What needs to be done ::
From the line that contains "Target: sky" down to the last line of the data below, transcribe every line exactly.

Data for analysis ::
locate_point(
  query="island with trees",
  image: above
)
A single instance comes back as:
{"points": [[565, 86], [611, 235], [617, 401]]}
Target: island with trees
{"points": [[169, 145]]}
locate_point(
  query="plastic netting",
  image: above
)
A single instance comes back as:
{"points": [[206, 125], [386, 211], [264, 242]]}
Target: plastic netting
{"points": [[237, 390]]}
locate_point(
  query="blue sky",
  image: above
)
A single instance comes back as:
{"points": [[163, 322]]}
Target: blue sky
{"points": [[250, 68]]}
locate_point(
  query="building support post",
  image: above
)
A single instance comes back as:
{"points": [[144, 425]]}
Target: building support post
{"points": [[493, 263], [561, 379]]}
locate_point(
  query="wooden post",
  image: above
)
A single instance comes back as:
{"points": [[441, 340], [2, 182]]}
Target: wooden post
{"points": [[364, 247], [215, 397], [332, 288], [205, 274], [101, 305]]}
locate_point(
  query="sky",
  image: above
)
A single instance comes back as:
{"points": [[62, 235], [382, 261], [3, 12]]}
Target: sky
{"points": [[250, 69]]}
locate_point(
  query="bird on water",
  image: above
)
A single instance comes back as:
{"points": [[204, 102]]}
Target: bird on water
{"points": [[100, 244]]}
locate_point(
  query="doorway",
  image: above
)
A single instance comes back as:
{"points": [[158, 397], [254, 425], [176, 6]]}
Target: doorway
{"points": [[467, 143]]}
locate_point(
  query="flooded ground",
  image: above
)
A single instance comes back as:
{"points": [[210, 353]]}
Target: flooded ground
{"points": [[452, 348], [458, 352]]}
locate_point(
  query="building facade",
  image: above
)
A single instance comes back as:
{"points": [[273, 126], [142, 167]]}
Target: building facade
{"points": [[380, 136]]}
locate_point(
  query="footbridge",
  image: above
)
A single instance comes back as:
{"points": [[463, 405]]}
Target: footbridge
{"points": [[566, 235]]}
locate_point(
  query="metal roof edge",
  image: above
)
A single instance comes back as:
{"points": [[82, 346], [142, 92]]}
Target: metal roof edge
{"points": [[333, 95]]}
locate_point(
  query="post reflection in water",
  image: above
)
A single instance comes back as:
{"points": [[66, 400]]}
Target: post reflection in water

Result for this exercise ::
Target: sky
{"points": [[250, 69]]}
locate_point(
  query="bird on water",
  image: above
)
A single instance comes back as:
{"points": [[204, 102]]}
Target: bird on water
{"points": [[100, 244]]}
locate_point(
  query="doorway",
  image: above
)
A single instance comes back as:
{"points": [[158, 397], [254, 425], [176, 6]]}
Target: doorway
{"points": [[467, 143]]}
locate_point(
  query="flooded ground",
  image: above
)
A single instance comes back as:
{"points": [[210, 353]]}
Target: flooded ground
{"points": [[452, 348], [458, 352]]}
locate_point(
  query="building facade",
  image: above
)
A single instance comes back as:
{"points": [[273, 126], [142, 167]]}
Target: building facade
{"points": [[380, 136]]}
locate_point(
  query="footbridge",
  image: above
)
A single instance comes back as:
{"points": [[463, 405]]}
Target: footbridge
{"points": [[566, 235]]}
locate_point(
  query="metal roof edge",
  image: above
)
A single instance comes back as:
{"points": [[82, 346], [142, 92]]}
Target: metal roof edge
{"points": [[333, 95]]}
locate_point(
  query="post reflection in water",
  image: above
)
A single instance comes back as:
{"points": [[66, 400]]}
Target: post reflection in water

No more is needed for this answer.